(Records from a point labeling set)
····················

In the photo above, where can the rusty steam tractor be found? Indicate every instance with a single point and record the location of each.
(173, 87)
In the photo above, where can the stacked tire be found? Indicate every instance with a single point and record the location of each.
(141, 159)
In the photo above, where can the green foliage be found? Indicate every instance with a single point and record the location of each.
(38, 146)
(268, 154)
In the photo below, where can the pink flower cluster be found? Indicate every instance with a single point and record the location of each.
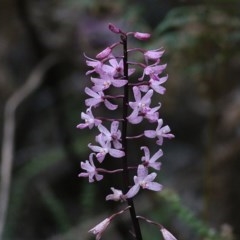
(112, 78)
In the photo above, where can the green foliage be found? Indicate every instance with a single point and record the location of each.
(186, 216)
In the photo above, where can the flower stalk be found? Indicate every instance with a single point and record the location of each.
(113, 140)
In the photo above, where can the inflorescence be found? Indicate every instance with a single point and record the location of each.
(133, 96)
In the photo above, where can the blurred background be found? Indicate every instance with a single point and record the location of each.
(42, 77)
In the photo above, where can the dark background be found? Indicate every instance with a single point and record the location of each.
(200, 170)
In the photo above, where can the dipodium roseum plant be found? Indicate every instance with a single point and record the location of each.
(118, 88)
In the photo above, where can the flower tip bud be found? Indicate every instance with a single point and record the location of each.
(104, 53)
(142, 36)
(113, 28)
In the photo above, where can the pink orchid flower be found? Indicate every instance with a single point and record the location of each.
(91, 171)
(160, 132)
(151, 161)
(143, 180)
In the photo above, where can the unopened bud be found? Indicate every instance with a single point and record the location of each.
(142, 36)
(105, 53)
(113, 28)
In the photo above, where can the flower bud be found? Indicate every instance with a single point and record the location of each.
(113, 28)
(105, 53)
(100, 228)
(167, 235)
(142, 36)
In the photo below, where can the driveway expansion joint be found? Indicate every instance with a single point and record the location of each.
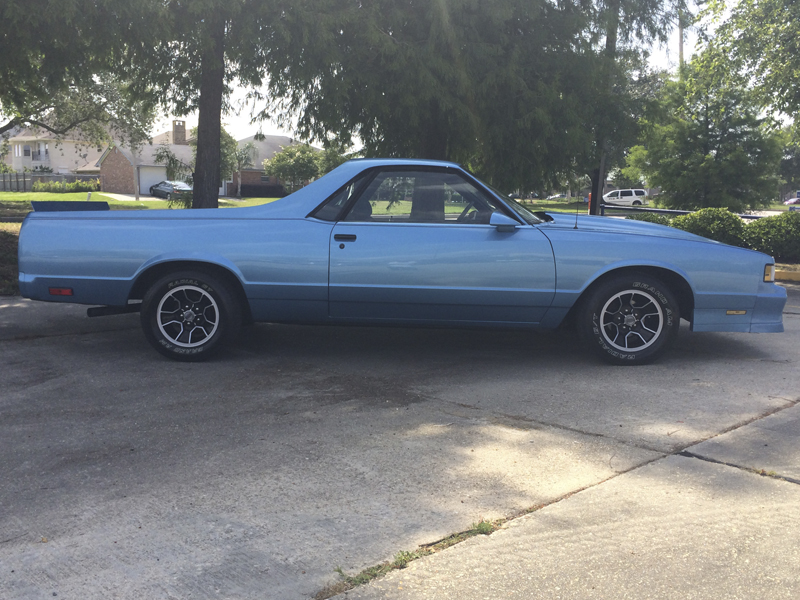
(762, 472)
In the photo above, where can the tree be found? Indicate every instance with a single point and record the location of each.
(711, 148)
(243, 159)
(762, 38)
(516, 89)
(293, 165)
(195, 52)
(790, 162)
(331, 157)
(58, 74)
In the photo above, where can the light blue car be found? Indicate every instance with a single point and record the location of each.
(396, 242)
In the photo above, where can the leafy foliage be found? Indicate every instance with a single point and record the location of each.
(513, 88)
(762, 38)
(778, 236)
(294, 165)
(64, 187)
(710, 148)
(713, 223)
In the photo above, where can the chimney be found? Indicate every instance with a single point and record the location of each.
(179, 133)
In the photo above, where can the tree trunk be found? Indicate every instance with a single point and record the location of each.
(212, 84)
(434, 137)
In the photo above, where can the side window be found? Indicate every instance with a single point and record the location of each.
(334, 206)
(422, 197)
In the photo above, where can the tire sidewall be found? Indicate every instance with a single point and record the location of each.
(590, 319)
(227, 318)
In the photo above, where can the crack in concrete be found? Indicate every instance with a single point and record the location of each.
(762, 472)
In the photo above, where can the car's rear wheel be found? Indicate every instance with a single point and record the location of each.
(629, 319)
(188, 315)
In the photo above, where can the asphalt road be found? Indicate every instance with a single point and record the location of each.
(303, 450)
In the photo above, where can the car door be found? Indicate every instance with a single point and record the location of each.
(418, 247)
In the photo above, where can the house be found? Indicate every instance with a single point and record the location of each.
(121, 169)
(36, 149)
(254, 182)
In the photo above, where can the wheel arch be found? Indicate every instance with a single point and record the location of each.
(676, 282)
(155, 272)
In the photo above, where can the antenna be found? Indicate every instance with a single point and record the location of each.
(576, 215)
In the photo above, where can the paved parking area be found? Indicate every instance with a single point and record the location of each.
(307, 449)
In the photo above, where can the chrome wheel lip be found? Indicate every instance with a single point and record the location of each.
(199, 308)
(633, 339)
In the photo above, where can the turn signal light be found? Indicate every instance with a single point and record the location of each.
(60, 291)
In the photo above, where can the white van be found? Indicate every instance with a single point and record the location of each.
(626, 198)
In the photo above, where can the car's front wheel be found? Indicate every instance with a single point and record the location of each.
(629, 319)
(187, 315)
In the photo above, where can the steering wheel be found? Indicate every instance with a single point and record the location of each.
(466, 216)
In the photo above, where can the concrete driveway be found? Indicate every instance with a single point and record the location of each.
(304, 450)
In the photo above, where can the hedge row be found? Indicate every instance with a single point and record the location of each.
(778, 236)
(62, 187)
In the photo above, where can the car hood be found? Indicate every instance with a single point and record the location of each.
(616, 225)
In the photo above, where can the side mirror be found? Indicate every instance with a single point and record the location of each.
(502, 222)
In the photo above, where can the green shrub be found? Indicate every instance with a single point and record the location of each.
(651, 218)
(62, 187)
(714, 223)
(778, 236)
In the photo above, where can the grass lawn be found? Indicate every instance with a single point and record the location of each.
(9, 234)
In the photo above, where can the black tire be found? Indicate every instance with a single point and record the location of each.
(188, 315)
(629, 319)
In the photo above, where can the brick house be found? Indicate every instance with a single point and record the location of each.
(254, 182)
(32, 149)
(121, 170)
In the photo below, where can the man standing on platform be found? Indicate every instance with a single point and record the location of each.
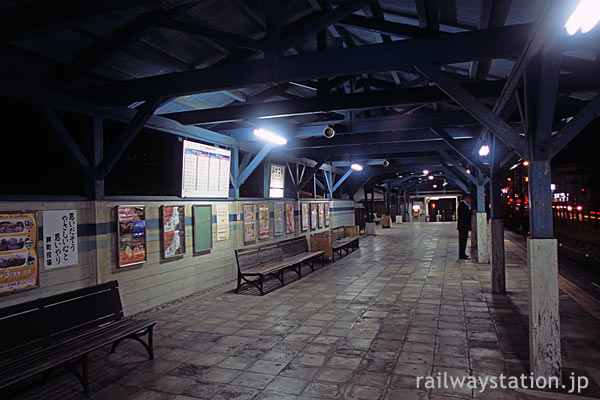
(463, 226)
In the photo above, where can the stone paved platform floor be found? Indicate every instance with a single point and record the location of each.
(361, 328)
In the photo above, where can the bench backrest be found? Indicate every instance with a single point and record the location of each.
(293, 247)
(41, 321)
(251, 257)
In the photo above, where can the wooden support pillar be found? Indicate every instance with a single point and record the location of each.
(481, 223)
(497, 226)
(94, 185)
(541, 87)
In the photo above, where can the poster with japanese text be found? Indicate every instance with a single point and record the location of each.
(278, 219)
(304, 216)
(131, 232)
(321, 215)
(222, 221)
(60, 238)
(173, 219)
(313, 216)
(18, 255)
(289, 218)
(263, 221)
(249, 223)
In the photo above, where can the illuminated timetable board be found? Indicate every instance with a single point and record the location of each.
(205, 171)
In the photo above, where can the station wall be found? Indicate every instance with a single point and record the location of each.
(158, 280)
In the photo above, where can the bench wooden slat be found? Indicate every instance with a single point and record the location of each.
(272, 259)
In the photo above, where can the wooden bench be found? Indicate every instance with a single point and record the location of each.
(343, 238)
(272, 259)
(61, 330)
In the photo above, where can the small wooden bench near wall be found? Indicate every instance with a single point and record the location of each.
(343, 238)
(272, 259)
(61, 330)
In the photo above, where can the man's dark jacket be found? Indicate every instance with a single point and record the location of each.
(464, 217)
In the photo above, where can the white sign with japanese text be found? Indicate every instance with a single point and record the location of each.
(60, 238)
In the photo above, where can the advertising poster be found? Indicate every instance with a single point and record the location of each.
(18, 256)
(131, 235)
(278, 219)
(304, 216)
(173, 231)
(202, 222)
(222, 221)
(277, 180)
(263, 221)
(60, 238)
(313, 216)
(249, 223)
(321, 215)
(289, 218)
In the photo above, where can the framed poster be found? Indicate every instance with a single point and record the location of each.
(131, 235)
(60, 238)
(289, 218)
(313, 216)
(277, 181)
(321, 215)
(278, 219)
(263, 221)
(222, 221)
(205, 170)
(304, 216)
(173, 234)
(202, 227)
(249, 223)
(18, 255)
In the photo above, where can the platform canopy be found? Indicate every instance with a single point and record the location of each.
(420, 84)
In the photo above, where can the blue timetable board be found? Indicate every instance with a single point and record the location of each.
(205, 171)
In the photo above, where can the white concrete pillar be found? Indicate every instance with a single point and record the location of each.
(482, 238)
(497, 261)
(544, 323)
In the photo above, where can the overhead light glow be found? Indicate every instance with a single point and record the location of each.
(584, 18)
(270, 136)
(484, 150)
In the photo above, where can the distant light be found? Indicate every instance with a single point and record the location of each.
(270, 136)
(584, 18)
(484, 150)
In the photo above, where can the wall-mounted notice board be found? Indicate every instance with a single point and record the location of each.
(202, 227)
(173, 219)
(131, 232)
(278, 219)
(249, 223)
(18, 255)
(289, 218)
(205, 171)
(313, 216)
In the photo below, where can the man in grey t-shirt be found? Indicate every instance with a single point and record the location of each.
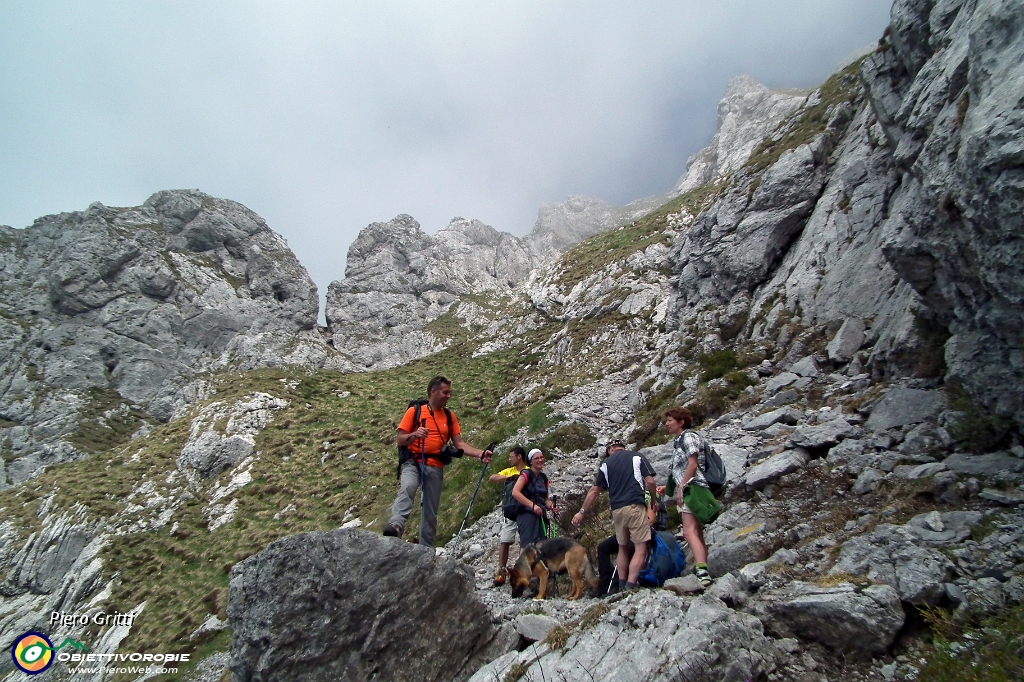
(630, 480)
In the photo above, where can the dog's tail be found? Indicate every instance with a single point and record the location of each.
(588, 571)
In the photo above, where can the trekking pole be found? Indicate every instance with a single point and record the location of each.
(423, 475)
(477, 489)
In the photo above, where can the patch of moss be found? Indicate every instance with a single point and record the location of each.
(595, 253)
(990, 651)
(105, 421)
(809, 121)
(978, 429)
(569, 437)
(717, 364)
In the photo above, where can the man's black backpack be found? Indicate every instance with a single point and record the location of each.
(406, 454)
(510, 508)
(715, 471)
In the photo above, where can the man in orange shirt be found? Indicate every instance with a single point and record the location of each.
(427, 438)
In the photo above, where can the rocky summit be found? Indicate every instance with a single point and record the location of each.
(833, 289)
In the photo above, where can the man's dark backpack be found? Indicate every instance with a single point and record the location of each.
(715, 471)
(510, 508)
(665, 559)
(406, 454)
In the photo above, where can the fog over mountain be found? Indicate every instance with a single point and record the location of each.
(326, 117)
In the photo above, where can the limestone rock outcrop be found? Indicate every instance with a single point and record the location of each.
(352, 605)
(747, 114)
(108, 315)
(397, 279)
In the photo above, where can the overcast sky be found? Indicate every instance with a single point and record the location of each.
(324, 117)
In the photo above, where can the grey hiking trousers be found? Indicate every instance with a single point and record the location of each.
(407, 496)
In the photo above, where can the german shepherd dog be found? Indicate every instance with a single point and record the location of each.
(551, 557)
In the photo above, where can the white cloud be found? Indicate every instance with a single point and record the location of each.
(324, 117)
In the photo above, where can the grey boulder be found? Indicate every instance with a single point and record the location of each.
(894, 555)
(858, 624)
(352, 605)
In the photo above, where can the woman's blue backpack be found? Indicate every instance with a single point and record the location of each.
(665, 559)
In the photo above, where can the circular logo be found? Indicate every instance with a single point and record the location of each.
(32, 652)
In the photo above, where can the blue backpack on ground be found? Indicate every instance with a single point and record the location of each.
(665, 559)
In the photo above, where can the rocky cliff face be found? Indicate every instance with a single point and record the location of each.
(108, 315)
(811, 302)
(747, 115)
(947, 98)
(398, 279)
(891, 196)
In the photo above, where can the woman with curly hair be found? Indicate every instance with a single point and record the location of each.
(688, 465)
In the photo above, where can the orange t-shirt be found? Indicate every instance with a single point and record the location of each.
(436, 424)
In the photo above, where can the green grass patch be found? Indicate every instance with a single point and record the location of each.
(992, 651)
(807, 122)
(104, 421)
(595, 253)
(569, 438)
(717, 364)
(978, 429)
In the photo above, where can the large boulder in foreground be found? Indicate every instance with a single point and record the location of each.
(859, 624)
(352, 605)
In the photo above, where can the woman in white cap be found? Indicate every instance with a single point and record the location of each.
(531, 492)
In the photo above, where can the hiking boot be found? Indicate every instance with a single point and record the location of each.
(502, 576)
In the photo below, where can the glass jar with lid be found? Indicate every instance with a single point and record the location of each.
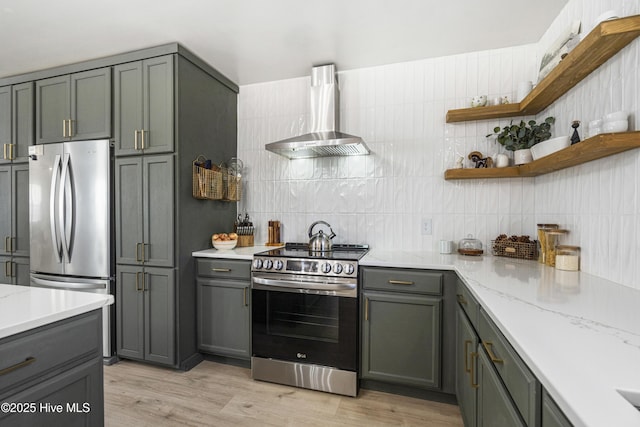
(551, 241)
(542, 240)
(567, 257)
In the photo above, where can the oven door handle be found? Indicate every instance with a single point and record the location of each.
(314, 286)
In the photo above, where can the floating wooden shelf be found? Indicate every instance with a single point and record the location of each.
(604, 41)
(594, 148)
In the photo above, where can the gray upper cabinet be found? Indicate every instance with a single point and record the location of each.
(145, 210)
(16, 122)
(407, 322)
(144, 101)
(74, 107)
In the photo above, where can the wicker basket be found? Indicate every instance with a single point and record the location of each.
(510, 249)
(207, 183)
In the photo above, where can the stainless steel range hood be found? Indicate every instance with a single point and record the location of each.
(325, 139)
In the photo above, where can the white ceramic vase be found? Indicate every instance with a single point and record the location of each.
(520, 157)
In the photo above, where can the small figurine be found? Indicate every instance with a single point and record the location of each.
(481, 162)
(575, 138)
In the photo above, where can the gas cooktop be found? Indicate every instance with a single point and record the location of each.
(301, 250)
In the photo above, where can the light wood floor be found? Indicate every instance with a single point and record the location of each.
(214, 394)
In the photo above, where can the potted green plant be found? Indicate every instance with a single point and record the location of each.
(519, 138)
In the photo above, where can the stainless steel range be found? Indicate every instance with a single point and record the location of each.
(305, 317)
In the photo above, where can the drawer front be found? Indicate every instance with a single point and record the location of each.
(522, 385)
(37, 354)
(468, 303)
(403, 280)
(226, 268)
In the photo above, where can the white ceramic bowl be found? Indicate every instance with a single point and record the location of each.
(617, 126)
(549, 146)
(225, 244)
(615, 116)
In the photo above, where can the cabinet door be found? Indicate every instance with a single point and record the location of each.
(466, 378)
(52, 109)
(158, 105)
(22, 129)
(129, 312)
(6, 232)
(127, 98)
(408, 324)
(157, 210)
(79, 391)
(5, 123)
(159, 315)
(495, 407)
(129, 201)
(224, 326)
(91, 104)
(20, 210)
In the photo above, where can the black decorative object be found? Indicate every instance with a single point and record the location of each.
(575, 138)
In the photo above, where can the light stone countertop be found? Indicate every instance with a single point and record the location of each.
(23, 308)
(579, 334)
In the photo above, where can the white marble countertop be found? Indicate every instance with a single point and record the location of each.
(236, 253)
(578, 333)
(23, 308)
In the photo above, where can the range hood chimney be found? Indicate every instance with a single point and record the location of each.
(325, 139)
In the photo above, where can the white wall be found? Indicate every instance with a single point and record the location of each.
(399, 110)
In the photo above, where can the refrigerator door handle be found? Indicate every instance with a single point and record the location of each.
(66, 215)
(55, 239)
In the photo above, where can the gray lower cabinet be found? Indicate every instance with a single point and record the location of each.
(401, 310)
(145, 210)
(144, 100)
(74, 106)
(145, 314)
(56, 364)
(224, 310)
(552, 415)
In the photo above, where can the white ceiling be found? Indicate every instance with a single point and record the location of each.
(263, 40)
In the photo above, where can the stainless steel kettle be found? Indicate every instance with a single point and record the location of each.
(320, 242)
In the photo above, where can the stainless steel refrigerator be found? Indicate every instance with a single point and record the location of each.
(70, 205)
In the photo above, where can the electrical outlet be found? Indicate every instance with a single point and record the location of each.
(427, 227)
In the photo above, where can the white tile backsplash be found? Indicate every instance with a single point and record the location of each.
(400, 109)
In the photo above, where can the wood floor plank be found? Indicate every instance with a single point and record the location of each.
(214, 394)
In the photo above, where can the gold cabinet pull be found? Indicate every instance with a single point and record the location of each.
(487, 346)
(466, 357)
(400, 282)
(26, 362)
(474, 355)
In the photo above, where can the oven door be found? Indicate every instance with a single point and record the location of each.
(304, 326)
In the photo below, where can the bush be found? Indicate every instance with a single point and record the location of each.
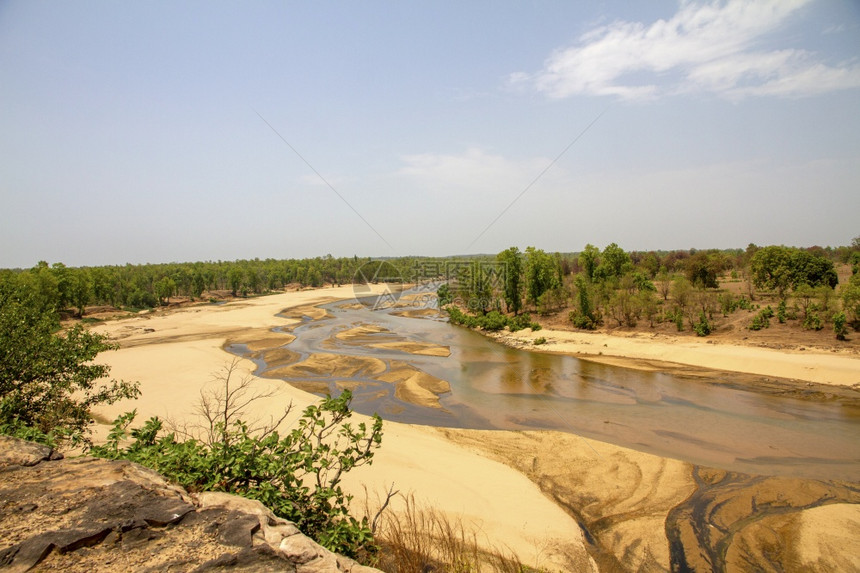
(581, 320)
(703, 327)
(812, 322)
(762, 319)
(781, 312)
(297, 475)
(839, 327)
(48, 381)
(493, 321)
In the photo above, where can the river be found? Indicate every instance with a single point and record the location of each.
(717, 422)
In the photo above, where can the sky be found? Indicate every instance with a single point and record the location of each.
(135, 132)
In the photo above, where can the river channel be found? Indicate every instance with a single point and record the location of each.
(711, 420)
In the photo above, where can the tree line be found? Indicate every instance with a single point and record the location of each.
(60, 287)
(613, 287)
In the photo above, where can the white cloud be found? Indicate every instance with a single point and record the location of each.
(712, 47)
(474, 171)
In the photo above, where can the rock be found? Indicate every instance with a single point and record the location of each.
(88, 514)
(23, 453)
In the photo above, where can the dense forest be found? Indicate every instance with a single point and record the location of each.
(690, 289)
(593, 287)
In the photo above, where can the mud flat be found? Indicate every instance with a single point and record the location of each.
(646, 513)
(553, 498)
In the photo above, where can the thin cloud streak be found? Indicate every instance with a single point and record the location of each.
(704, 48)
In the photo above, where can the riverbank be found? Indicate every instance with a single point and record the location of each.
(653, 351)
(177, 354)
(532, 493)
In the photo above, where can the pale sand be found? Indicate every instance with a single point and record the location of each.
(808, 366)
(180, 355)
(176, 354)
(364, 334)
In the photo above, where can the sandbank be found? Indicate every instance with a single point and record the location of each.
(174, 355)
(527, 492)
(841, 369)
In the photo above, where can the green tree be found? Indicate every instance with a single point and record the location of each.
(588, 260)
(703, 268)
(614, 263)
(235, 276)
(164, 288)
(513, 262)
(771, 269)
(297, 475)
(49, 381)
(543, 273)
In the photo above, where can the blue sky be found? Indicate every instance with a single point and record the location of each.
(140, 132)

····················

== Goal ==
Return the lines from the line containing "In the photo above, where can the riverbank" to the end of the entries above, exactly as they appear and with no other output.

== Result of the task ==
In the photo above, where can the riverbank be found? Indicate every instance with a single point and record the location of each.
(653, 351)
(177, 354)
(532, 493)
In the photo above, where can the pale sand be found? Indicate every instance with a single point and record the location of each.
(808, 366)
(180, 355)
(176, 354)
(364, 334)
In the photo above, where can the sandbank be found? Indicate every instance with a single point and record the location of each.
(174, 355)
(527, 492)
(841, 369)
In the photo above, where can the green tree be found? Indicate every instance with a single point and record the location of each.
(588, 260)
(703, 268)
(614, 263)
(235, 276)
(164, 288)
(513, 262)
(771, 269)
(297, 475)
(49, 381)
(543, 273)
In the photo above, where can the blue sky be found? Indicate every instance with a single point and record the location of each.
(140, 132)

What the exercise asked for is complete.